=== Raw data ===

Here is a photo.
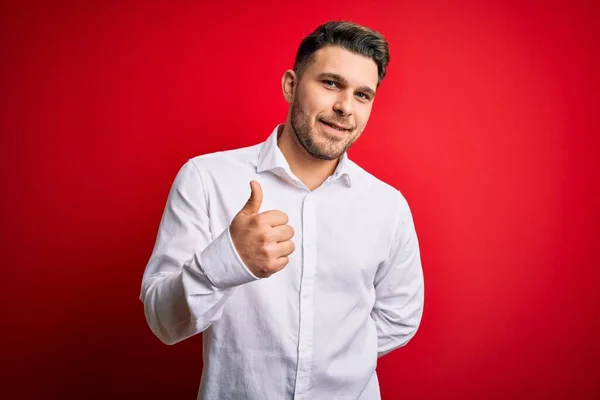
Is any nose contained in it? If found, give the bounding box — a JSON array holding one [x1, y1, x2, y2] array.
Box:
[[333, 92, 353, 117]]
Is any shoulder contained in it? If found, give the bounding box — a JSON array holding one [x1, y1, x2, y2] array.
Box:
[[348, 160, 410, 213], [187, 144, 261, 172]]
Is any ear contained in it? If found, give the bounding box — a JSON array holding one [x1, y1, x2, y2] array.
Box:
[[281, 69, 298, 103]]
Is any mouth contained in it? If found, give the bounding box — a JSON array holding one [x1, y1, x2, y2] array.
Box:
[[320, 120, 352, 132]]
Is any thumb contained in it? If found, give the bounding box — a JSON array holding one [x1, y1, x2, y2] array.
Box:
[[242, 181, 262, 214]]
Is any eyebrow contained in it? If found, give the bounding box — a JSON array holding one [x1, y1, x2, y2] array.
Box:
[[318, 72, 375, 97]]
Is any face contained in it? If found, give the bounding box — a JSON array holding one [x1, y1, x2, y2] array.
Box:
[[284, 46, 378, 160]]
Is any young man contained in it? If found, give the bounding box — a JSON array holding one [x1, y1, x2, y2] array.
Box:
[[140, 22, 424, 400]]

===
=== Raw data ===

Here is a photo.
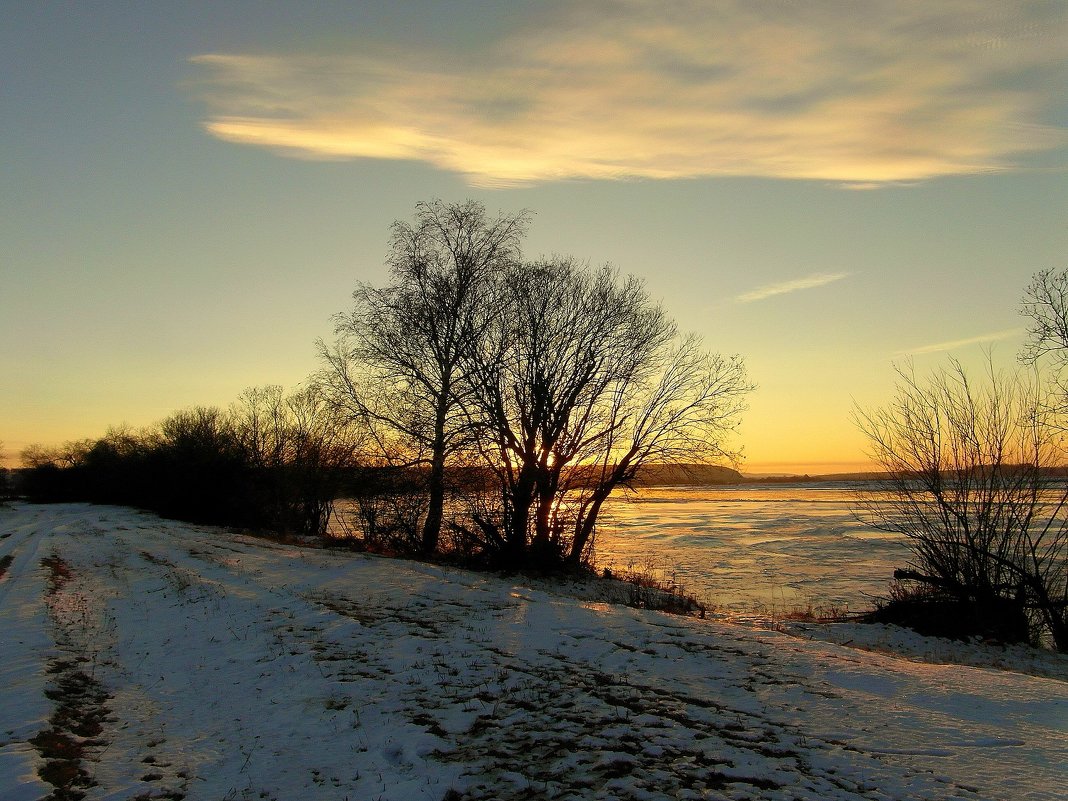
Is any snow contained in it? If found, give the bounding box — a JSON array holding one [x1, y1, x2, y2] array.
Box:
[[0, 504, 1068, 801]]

===
=== Raw data ===

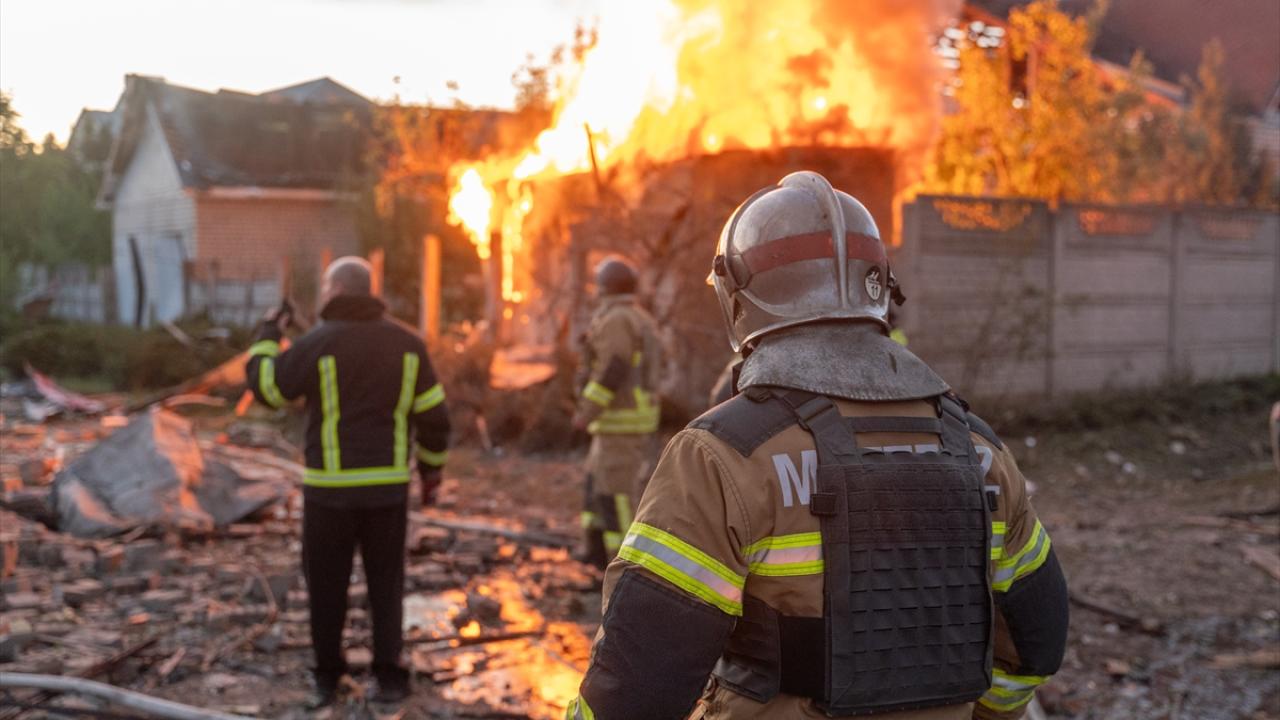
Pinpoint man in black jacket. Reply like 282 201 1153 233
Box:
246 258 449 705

===

» Exercise brief: Copy out the lines from the line with "Is any eyebrow" to the line with "[[140, 22, 424, 400]]", renaming "bounding box" as "bounding rectangle" wherever it occurs and leaving everything else unchanged.

» Written reply:
Is any eyebrow contained in it? If found, give the bounding rectangle — a JSON array holding one [x1, y1, x2, y2] array.
Box:
[[318, 72, 375, 97]]
Is any face contained in it? If found, give the bounding rectangle — a JSON array holding one [x1, y1, x2, y2] array.
Box:
[[284, 46, 378, 160]]
Is any young man contained in it? If found, give the bounding rectangle — a JSON array holding one [x1, y1, x2, y2] array.
Box:
[[140, 22, 424, 400]]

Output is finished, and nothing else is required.